== EXTRACTED ENTRIES ==

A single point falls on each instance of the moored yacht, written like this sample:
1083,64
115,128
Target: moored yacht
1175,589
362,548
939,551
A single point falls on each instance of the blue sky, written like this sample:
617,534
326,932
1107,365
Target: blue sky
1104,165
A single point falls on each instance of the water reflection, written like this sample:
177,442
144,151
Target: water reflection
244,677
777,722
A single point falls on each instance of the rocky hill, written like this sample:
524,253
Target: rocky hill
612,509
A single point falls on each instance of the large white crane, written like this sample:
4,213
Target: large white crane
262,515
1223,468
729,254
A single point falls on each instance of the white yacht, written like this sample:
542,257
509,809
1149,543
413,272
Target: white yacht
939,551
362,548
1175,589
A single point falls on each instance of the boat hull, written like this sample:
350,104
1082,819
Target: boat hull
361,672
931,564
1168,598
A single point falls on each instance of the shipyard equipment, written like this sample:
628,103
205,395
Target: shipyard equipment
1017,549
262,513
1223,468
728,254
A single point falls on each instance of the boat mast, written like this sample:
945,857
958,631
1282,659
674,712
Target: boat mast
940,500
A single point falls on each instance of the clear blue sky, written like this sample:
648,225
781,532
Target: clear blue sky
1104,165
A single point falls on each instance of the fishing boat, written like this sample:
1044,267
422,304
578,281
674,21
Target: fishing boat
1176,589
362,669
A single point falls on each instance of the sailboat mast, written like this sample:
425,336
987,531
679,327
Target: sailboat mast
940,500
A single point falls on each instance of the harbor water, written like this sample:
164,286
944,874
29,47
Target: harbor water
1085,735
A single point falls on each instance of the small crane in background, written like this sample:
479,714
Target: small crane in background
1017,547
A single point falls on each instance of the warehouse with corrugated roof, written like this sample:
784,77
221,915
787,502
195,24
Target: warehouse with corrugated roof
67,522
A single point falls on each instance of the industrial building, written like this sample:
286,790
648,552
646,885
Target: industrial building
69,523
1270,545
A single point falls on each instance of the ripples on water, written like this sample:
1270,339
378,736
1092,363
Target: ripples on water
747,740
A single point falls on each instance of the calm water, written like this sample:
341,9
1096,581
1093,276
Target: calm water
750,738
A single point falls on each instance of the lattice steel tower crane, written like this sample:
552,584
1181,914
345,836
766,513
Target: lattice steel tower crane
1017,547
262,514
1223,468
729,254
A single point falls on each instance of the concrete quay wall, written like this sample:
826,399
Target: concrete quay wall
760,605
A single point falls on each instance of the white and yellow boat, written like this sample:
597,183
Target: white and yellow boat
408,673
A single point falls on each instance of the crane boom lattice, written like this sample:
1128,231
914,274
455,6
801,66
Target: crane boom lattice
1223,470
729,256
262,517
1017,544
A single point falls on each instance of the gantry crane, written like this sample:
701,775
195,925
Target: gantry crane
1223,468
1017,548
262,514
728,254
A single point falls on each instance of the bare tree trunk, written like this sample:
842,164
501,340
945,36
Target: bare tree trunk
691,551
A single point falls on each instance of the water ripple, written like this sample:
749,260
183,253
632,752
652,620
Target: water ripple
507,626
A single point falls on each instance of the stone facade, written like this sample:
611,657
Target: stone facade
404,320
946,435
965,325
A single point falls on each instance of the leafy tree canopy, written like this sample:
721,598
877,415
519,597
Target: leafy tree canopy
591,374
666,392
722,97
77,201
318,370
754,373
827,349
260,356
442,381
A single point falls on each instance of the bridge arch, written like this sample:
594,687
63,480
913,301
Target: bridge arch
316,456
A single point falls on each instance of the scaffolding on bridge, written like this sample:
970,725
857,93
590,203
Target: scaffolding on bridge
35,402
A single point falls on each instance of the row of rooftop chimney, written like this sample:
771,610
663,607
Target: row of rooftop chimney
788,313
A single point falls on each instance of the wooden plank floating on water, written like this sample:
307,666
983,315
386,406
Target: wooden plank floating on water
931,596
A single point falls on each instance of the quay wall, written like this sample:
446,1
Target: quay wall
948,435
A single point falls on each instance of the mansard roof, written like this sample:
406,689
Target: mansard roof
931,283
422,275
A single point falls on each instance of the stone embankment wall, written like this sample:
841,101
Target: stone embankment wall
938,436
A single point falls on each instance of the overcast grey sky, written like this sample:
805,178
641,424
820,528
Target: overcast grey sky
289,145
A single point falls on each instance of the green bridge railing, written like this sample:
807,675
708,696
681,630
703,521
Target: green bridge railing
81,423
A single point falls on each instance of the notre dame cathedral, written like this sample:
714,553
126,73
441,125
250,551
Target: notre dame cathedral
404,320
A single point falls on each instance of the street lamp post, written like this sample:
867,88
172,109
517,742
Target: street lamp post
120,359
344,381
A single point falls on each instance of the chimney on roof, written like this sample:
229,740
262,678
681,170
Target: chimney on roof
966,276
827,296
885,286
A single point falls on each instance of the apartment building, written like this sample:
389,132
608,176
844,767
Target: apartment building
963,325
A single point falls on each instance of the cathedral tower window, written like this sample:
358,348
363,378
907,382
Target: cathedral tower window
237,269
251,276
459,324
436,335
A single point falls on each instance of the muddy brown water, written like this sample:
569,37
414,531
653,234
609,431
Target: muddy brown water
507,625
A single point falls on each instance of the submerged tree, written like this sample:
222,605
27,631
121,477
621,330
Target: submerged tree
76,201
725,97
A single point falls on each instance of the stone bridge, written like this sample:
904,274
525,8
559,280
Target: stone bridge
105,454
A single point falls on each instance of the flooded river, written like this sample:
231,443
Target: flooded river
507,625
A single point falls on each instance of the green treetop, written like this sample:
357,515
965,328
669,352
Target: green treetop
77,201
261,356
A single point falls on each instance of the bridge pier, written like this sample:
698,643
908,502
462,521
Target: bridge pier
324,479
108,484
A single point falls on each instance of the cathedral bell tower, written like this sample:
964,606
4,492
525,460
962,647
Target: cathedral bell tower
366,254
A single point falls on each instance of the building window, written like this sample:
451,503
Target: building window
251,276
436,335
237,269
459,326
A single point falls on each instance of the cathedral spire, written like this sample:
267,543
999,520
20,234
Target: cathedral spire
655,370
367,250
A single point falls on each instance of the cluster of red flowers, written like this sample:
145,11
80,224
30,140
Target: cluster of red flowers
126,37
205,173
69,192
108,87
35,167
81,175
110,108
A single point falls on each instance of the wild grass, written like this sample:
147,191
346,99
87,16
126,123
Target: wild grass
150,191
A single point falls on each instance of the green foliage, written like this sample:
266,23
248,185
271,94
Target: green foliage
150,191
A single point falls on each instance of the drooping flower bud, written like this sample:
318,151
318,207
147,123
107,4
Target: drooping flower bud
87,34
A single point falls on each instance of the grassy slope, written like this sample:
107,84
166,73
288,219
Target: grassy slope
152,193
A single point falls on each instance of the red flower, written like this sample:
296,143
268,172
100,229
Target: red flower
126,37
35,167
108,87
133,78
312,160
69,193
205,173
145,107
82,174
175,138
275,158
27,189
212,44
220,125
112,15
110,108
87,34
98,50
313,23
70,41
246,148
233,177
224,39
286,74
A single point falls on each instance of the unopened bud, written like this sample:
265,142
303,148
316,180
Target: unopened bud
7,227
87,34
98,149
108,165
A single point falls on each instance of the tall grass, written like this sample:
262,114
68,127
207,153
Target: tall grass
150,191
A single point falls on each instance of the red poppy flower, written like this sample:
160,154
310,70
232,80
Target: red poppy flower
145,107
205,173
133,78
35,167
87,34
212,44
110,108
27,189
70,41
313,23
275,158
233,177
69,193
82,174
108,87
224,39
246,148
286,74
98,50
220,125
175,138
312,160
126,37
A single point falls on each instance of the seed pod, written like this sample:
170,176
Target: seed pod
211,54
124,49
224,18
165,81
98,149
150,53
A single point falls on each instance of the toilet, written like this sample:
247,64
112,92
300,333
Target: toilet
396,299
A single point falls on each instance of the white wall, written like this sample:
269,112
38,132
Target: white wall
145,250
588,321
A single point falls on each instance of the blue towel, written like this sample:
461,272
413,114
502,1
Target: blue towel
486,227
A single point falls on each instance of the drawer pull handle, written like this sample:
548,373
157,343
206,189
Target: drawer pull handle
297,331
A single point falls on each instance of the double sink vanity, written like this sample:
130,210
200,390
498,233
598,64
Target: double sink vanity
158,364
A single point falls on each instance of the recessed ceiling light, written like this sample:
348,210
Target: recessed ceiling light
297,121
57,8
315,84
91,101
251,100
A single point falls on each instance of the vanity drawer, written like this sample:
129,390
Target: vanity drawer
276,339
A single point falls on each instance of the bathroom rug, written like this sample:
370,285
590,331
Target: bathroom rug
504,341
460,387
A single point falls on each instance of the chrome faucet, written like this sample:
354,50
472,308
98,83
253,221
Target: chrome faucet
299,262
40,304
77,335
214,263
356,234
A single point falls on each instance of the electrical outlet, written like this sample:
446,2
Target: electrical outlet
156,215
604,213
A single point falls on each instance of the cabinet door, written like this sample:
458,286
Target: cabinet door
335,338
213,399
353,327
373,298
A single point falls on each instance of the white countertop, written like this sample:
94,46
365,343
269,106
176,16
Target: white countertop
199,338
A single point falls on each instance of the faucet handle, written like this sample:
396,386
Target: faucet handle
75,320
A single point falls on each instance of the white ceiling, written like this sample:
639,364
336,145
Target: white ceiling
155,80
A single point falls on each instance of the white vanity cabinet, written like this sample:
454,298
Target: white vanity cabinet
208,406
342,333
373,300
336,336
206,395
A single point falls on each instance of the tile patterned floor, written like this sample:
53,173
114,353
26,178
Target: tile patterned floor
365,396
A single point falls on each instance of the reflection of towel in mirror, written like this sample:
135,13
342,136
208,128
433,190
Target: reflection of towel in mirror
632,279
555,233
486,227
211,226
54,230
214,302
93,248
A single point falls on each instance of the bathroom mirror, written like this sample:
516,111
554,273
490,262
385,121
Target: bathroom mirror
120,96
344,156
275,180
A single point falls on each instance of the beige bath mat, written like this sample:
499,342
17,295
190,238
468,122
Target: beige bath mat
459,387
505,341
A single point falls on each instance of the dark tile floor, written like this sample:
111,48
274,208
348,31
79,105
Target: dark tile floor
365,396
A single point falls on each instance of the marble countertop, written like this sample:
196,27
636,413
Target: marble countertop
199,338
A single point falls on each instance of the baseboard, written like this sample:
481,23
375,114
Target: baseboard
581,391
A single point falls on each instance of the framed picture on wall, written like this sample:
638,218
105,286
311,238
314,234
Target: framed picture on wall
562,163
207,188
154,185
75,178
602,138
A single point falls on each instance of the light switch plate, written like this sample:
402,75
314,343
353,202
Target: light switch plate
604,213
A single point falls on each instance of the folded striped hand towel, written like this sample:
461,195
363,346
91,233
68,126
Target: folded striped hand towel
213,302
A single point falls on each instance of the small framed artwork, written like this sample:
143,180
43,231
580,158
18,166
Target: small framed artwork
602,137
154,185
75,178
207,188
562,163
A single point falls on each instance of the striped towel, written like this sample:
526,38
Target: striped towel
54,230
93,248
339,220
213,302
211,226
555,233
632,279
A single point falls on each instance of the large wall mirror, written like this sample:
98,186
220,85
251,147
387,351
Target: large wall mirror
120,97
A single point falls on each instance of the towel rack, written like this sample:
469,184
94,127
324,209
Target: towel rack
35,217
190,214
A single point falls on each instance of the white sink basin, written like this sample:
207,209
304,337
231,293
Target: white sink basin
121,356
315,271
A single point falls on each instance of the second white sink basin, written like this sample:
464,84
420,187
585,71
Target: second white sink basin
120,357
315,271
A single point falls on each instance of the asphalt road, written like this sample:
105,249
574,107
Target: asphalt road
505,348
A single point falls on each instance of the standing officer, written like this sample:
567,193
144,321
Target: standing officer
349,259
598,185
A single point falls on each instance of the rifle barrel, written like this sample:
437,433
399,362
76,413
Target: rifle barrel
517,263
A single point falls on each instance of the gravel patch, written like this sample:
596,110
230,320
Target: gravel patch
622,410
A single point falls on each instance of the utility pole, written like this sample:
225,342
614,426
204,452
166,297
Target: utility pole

===

WHAT THE TASK REQUIRES: Beginning with the line that contains "A single point falls on each instance of the towel", repeat every line through the end of the records and nothing more.

REPLY:
A single point falls on each instance of the towel rack, written like this sample:
469,184
94,127
324,209
Target: towel rack
35,217
190,214
A single point falls on each instance of the white sink basin, written like this sample:
207,209
304,337
231,293
Target: white sink basin
121,356
315,271
A single point falls on each instance of the second white sink basin, written like this sample:
464,84
420,187
585,71
Target: second white sink basin
120,357
315,271
A single point falls on each instance of the asphalt road, written like this sample:
105,249
574,107
Target: asphalt road
505,348
A single point falls on each instance of the standing officer, written like this sample:
567,193
144,321
Target: standing officer
349,259
598,185
A single point falls on each instance of the rifle barrel, written like this sample:
437,433
399,362
76,413
Target: rifle barrel
517,263
A single point falls on each instance of the gravel patch, written like this sample:
596,110
230,320
Target: gravel patch
622,410
A single point falls on each instance of the utility pole, written like this sample:
225,342
614,426
204,452
166,297
Target: utility pole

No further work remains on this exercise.